─── Data excerpts ───
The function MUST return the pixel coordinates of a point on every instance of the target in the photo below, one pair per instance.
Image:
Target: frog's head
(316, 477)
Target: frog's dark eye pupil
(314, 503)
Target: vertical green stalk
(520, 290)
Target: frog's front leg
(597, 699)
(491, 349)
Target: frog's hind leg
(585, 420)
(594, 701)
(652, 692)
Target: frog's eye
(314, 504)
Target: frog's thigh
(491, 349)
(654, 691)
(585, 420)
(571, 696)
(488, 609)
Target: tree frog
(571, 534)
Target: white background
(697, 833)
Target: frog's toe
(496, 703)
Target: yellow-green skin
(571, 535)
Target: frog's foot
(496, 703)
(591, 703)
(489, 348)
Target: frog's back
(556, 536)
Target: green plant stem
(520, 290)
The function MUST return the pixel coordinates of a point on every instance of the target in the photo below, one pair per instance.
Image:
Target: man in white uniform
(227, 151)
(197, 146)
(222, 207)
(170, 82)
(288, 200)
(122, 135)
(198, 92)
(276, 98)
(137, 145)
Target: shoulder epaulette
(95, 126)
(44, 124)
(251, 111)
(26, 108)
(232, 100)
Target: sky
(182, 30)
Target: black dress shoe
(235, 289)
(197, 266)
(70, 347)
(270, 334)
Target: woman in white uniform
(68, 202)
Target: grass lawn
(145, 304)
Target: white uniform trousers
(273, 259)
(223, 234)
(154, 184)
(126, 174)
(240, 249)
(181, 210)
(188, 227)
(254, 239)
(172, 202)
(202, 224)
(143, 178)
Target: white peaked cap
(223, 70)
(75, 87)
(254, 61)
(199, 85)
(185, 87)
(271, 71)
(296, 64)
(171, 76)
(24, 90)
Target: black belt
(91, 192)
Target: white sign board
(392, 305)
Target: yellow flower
───
Task instructions =
Exact copies of the lines from the one holding "Target: white uniform trousers" through the last line above, and only those, make up the answer.

Result for this exercise =
Target: white uniform trousers
(273, 259)
(223, 234)
(154, 184)
(126, 174)
(240, 249)
(181, 210)
(188, 227)
(254, 239)
(172, 202)
(202, 224)
(143, 178)
Target: white peaked cap
(223, 70)
(75, 87)
(254, 61)
(199, 85)
(185, 87)
(271, 71)
(296, 64)
(171, 76)
(24, 90)
Target: black belt
(91, 192)
Target: white sign board
(392, 305)
Target: yellow flower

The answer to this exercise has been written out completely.